=== TRECHO EXTRAÍDO ===

Capítulo 2: A Fé sem Obras é Morta

 




Texto Bíblico Base Semanal: Tiago 2.1-26

1. Meus irmãos, não tenhais a fé de nosso Senhor Jesus Cristo, Senhor da glória, em acepção de pessoas.
2. Porque, se no vosso ajuntamento entrar algum homem com anel de ouro no dedo, com trajes preciosos, e entrar também algum pobre com sórdido traje,
3. E atentardes para o que traz o traje precioso, e lhe disserdes: Assenta-te tu aqui num lugar de honra, e disserdes ao pobre: Tu, fica aí em pé, ou assenta-te abaixo do meu estrado,
4. Porventura não fizestes distinção entre vós mesmos, e não vos fizestes juízes de maus pensamentos?
5. Ouvi, meus amados irmãos: Porventura não escolheu Deus aos pobres deste mundo para serem ricos na fé, e herdeiros do reino que prometeu aos que o amam?
6. Mas vós desonrastes o pobre. Porventura não vos oprimem os ricos, e não vos arrastam aos tribunais?
7. Porventura não blasfemam eles o bom nome que sobre vós foi invocado?
8. Todavia, se cumprirdes, conforme a Escritura, a lei real: Amarás a teu próximo como a ti mesmo, bem fazeis.
9. Mas, se fazeis acepção de pessoas, cometeis pecado, e sois redargüidos pela lei como transgressores.
10. Porque qualquer que guardar toda a lei, e tropeçar em um só ponto, tornou-se culpado de todos.
11. Porque aquele que disse: Não cometerás adultério, também disse: Não matarás. Se tu pois não cometeres adultério, mas matares, estás feito transgressor da lei.
12. Assim falai, e assim procedei, como devendo ser julgados pela lei da liberdade.
13. Porque o juízo será sem misericórdia sobre aquele que não fez misericórdia; e a misericórdia triunfa do juízo.

===

INSTRUÇÃO DADA A
Liste os mandamentos da lei que o trecho de Tiago cita entre aspas ou após dois-pontos.
INSTRUÇÃO DADA B
Escreva a continuação do trecho de Tiago a partir do versículo 13.

=== DADOS EXTRAÍDOS ===

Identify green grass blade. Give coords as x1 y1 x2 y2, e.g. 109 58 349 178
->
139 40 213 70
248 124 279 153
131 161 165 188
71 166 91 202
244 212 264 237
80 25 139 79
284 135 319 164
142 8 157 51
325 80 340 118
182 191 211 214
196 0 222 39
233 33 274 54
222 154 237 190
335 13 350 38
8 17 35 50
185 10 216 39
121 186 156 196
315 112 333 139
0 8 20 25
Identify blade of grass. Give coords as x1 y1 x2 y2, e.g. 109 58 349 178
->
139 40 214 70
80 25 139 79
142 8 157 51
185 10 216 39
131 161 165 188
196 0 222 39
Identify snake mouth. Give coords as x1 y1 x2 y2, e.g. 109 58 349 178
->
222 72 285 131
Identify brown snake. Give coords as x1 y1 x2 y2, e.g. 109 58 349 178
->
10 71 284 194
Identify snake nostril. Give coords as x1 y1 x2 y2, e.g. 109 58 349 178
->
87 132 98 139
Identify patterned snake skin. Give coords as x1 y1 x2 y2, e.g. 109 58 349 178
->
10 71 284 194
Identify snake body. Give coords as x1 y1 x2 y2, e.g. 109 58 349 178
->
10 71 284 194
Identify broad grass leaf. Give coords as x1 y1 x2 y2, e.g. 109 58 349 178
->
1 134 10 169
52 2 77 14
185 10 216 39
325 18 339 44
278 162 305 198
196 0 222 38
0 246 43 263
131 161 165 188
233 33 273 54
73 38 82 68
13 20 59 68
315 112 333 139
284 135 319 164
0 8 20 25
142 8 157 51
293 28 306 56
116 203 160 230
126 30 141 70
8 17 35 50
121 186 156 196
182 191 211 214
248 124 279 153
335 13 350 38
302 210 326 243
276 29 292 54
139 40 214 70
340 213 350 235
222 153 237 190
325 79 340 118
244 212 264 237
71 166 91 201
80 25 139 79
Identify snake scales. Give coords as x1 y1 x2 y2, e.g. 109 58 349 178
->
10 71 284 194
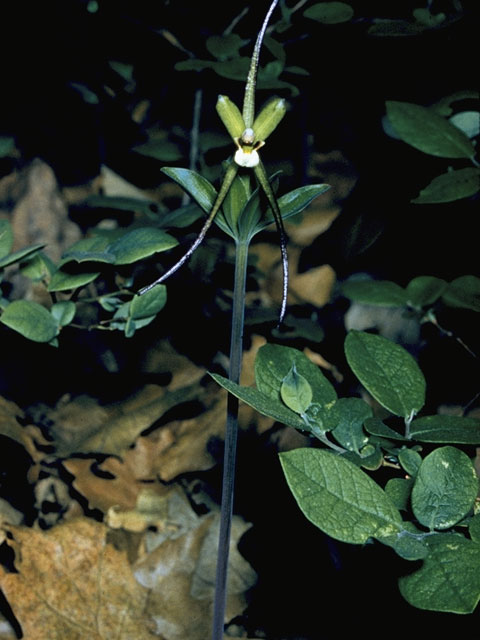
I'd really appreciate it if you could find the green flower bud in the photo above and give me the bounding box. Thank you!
[251,98,287,141]
[217,96,245,140]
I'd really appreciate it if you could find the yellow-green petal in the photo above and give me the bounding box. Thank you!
[217,96,246,140]
[252,98,287,141]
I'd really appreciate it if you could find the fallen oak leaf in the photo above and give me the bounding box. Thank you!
[0,518,158,640]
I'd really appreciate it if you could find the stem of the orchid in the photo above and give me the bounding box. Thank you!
[242,0,278,129]
[212,241,249,640]
[138,162,238,296]
[254,161,288,325]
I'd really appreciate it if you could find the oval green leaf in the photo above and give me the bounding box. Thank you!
[280,449,403,544]
[386,100,475,158]
[398,534,480,614]
[412,447,478,530]
[0,300,58,342]
[345,331,426,419]
[280,364,312,414]
[410,416,480,445]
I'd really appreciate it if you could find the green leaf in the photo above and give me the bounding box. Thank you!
[0,219,13,258]
[406,276,448,309]
[255,344,337,411]
[410,416,480,445]
[162,167,217,213]
[48,269,100,292]
[50,300,76,327]
[412,447,478,530]
[108,227,178,265]
[411,167,480,204]
[442,276,480,311]
[341,280,407,307]
[210,373,309,431]
[0,300,58,342]
[129,284,167,320]
[332,398,372,454]
[0,244,45,269]
[393,528,429,560]
[59,236,115,267]
[386,100,475,158]
[205,33,247,60]
[0,136,15,158]
[345,331,426,419]
[385,478,413,511]
[280,449,403,544]
[280,364,312,414]
[399,534,480,614]
[303,2,354,24]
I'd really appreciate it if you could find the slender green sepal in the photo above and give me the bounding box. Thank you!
[252,98,287,142]
[138,162,238,295]
[253,160,288,325]
[217,95,246,140]
[243,0,278,128]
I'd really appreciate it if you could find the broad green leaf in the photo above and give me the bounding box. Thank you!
[332,398,372,453]
[341,280,407,307]
[280,449,403,544]
[412,447,478,530]
[410,415,480,446]
[255,184,330,233]
[108,227,178,265]
[280,364,312,414]
[303,2,353,24]
[364,418,406,440]
[129,284,167,321]
[398,448,422,478]
[386,100,475,158]
[399,534,480,614]
[59,236,115,267]
[0,219,13,258]
[406,276,448,308]
[411,167,480,204]
[0,136,15,158]
[442,276,480,311]
[345,331,425,418]
[0,300,58,342]
[385,478,413,511]
[50,300,76,327]
[48,269,100,292]
[392,528,429,560]
[162,167,217,213]
[255,344,337,409]
[210,373,309,431]
[205,33,247,60]
[0,244,45,269]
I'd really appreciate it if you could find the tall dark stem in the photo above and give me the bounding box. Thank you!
[212,241,248,640]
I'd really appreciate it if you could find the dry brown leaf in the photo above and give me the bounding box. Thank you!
[135,491,256,640]
[0,518,161,640]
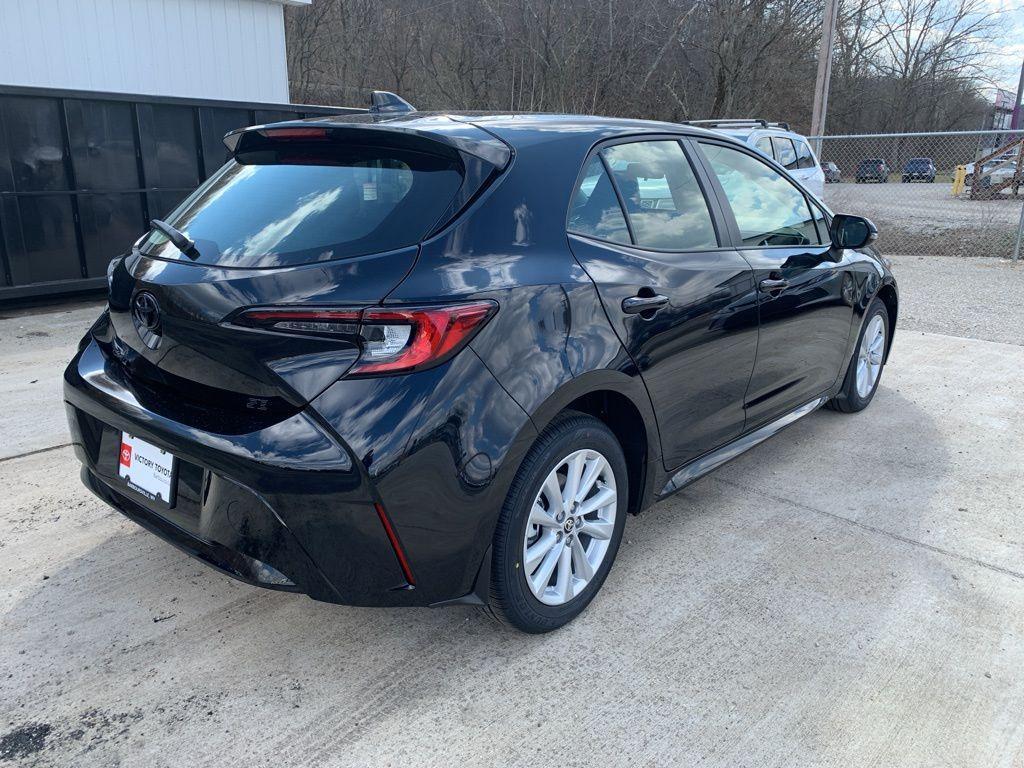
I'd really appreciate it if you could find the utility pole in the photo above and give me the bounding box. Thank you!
[1010,55,1024,132]
[811,0,839,143]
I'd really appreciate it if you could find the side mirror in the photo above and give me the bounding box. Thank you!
[828,213,879,250]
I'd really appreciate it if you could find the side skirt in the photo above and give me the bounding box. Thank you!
[657,396,828,501]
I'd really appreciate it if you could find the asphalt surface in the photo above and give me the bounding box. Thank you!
[0,259,1024,768]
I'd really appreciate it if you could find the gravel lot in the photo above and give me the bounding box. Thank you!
[891,256,1024,345]
[0,257,1024,768]
[824,182,1024,258]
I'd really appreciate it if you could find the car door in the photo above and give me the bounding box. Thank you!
[568,136,758,470]
[790,136,825,198]
[699,139,856,430]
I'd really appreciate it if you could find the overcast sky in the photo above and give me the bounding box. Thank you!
[989,0,1024,93]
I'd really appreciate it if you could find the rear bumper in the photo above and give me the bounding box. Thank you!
[65,327,536,606]
[65,341,427,605]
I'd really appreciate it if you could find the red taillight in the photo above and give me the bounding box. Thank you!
[232,301,498,377]
[352,301,496,375]
[259,126,328,141]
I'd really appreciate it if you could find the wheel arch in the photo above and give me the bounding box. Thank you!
[874,282,899,361]
[532,371,660,513]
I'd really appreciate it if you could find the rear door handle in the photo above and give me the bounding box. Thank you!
[758,278,790,293]
[623,295,669,314]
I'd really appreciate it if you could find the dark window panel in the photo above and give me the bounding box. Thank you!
[3,195,82,286]
[78,193,147,278]
[138,104,200,187]
[0,96,70,191]
[65,99,139,189]
[145,191,191,219]
[199,106,251,176]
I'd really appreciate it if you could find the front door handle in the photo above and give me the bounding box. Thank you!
[623,295,669,314]
[758,278,790,293]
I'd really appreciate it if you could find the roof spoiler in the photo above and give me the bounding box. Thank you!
[683,118,791,131]
[370,91,416,115]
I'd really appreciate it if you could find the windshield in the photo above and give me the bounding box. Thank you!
[140,145,462,267]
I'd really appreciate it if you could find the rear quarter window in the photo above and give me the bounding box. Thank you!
[141,145,463,267]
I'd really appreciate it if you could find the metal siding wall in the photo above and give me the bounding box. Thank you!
[0,0,288,102]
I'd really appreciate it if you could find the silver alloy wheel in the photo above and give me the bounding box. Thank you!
[522,449,618,605]
[857,314,886,397]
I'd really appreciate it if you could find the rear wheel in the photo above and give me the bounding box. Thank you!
[828,299,889,414]
[488,413,628,633]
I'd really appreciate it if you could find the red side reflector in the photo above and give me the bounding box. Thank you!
[374,504,416,587]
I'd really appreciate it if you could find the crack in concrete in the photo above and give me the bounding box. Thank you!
[709,474,1024,581]
[0,442,75,464]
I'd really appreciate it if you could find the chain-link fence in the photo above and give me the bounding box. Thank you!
[811,131,1024,258]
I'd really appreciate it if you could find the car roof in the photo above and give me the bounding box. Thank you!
[225,112,733,154]
[714,125,806,141]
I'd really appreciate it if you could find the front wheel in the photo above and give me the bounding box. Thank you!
[488,412,628,633]
[828,299,890,414]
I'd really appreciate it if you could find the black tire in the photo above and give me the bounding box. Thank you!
[826,299,892,414]
[487,411,629,634]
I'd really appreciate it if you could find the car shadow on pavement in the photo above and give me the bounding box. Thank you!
[6,389,983,764]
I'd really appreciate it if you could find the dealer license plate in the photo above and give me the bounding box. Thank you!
[118,432,175,506]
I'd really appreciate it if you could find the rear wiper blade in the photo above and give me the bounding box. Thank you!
[150,219,199,259]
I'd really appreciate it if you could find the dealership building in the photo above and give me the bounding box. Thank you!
[0,0,350,303]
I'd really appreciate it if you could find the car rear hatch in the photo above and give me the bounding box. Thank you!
[94,117,510,433]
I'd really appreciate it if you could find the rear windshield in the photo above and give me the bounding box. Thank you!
[141,145,462,267]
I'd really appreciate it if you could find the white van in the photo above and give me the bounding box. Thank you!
[687,120,825,200]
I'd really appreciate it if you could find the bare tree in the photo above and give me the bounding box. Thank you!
[286,0,994,130]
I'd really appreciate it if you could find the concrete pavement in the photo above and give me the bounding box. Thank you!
[0,280,1024,768]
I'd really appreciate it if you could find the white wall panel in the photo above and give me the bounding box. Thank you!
[0,0,303,103]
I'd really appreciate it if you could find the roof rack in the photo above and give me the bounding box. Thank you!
[683,118,791,131]
[370,91,416,115]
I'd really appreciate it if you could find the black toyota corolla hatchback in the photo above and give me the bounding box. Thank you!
[65,113,897,632]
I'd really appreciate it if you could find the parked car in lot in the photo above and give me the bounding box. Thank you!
[65,100,897,632]
[965,152,1017,186]
[900,158,935,184]
[687,120,825,199]
[856,158,889,184]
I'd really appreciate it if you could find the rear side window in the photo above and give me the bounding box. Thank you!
[771,136,797,171]
[568,156,631,244]
[793,138,815,168]
[602,140,718,251]
[700,142,822,248]
[142,144,462,267]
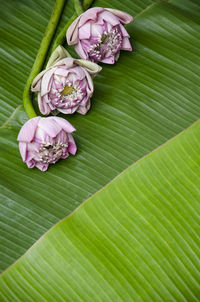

===

RESPOSTA ESCRITA A
Amarás a teu próximo como a ti mesmo; Não cometerás adultério; Não matarás.

RESPOSTA ESCRITA B
14. Meus irmãos, que aproveita se alguém disser que tem fé, e não tiver as obras? Porventura a fé pode salvá-lo?
15. E, se o irmão ou a irmã estiverem nus, e tiverem falta de mantimento quotidiano,
16. E algum de vós lhes disser: Ide em paz, aquentai-vos, e fartai-vos; e nào lhes derdes as coisas necessárias para o corpo, que proveito virá daí?
17. Assim também a fé, se não tiver as obras, é morta em si mesma.
18. Mas dirá alguém: Tu tens a fé, e eu tenho as obras; mostra-me a tua fé sem as tuas obras, e eu te mostrarei a minha fé pelas minhas obras.
19. Tu crês que há um só Deus; fazes bem. Também os demônios o crêem, e estremecem.
20. Mas, ó homem vão, queres tu saber que a fé sem as obras é morta?
21. Porventura o nosso pai Abraão não foi justificado pelas obras, quando ofereceu sobre o altar o seu filho Isaque?
22. Bem vês que a fé cooperou com as suas obras, e que pelas obras a fé foi aperfeiçoada.
23. E cumpriu-se a Escritura, que diz: E creu Abraão em Deus, e foi-lhe isso imputado como justiça, e foi chamado o amigo de Deus.
24. Vedes então que o homem é justificado pelas obras, e não somente pela fé.
25. E de igual modo Raabe, a meretriz, não foi também justificada pelas obras, quando recolheu os emissários, e os despediu por outro caminho?
26. Porque, assim como o corpo sem o espírito está morto, assim também a fé sem obras é morta.

Momento Interação

Em Tiago 2, há uma ênfase muito forte a relação entre a fé e as obras. Tiago começa falando sobre a discriminação entre o rico e o pobre. E apresenta a maneira como deve ser tratada. A misericórdia deve sempre guiar os nossos relacionamentos. Por isso, nossos julgamentos e decisões devem ser influenciados por ela. Tiago discorre de forma contundente sobre a importância de uma fé cristã confirmada pelo comportamento, ou pelas obras. Ele não vê sentido em um cristão que não apresenta no seu dia-a-dia, traços de generosidade, compaixão e amor. O apóstolo entra agora no que concerne aos que faziam profissão de crerem que Jesus era o Cristo, o Senhor. Antes, no capítulo 1, tinha falado da nova natureza em relação com Deus; aqui, a profissão da fé em Cristo é colocada em presença da mesma pedra-de-toque – a realidade dos frutos produzidos por ela, em contraste com este mundo.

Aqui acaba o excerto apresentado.